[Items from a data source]

┄┄┄┄┄┄┄┄┄┄

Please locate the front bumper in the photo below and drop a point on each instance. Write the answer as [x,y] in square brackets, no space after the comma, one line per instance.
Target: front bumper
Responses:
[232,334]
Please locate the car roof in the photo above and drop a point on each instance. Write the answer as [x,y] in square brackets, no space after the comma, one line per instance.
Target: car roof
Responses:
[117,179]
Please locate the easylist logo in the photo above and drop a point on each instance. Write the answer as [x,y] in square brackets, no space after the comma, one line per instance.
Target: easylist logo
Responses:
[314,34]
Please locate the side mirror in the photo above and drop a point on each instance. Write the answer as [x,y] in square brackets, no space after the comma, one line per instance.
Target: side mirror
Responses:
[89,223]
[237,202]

┄┄┄┄┄┄┄┄┄┄

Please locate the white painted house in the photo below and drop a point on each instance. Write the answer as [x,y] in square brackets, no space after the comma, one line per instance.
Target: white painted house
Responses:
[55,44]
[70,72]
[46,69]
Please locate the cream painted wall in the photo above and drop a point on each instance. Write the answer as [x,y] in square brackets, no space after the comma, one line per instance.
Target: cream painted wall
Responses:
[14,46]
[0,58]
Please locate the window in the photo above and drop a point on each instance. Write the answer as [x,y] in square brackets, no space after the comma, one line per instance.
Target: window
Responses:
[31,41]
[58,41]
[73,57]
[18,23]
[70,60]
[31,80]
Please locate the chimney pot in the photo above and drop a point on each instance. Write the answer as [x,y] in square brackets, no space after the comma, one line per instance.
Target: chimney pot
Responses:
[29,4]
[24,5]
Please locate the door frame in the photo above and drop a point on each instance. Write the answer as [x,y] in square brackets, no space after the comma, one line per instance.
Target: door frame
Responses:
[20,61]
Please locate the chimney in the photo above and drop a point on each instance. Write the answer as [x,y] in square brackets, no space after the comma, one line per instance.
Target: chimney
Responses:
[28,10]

┄┄┄┄┄┄┄┄┄┄

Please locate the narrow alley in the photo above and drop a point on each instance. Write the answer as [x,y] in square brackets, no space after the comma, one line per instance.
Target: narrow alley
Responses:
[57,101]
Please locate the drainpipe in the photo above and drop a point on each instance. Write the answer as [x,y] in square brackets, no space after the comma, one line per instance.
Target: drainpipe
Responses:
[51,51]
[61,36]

┄┄┄┄┄┄┄┄┄┄

(ABOUT THIS TASK):
Which lines above include "drainpipe"? Show each of them by copying it.

(RESPONSE TO THE TASK):
Please locate the drainpipe in the photo above and drop a point on each instance. Write the answer as [x,y] in square brackets, no space after the comma, one line per instance.
Target: drainpipe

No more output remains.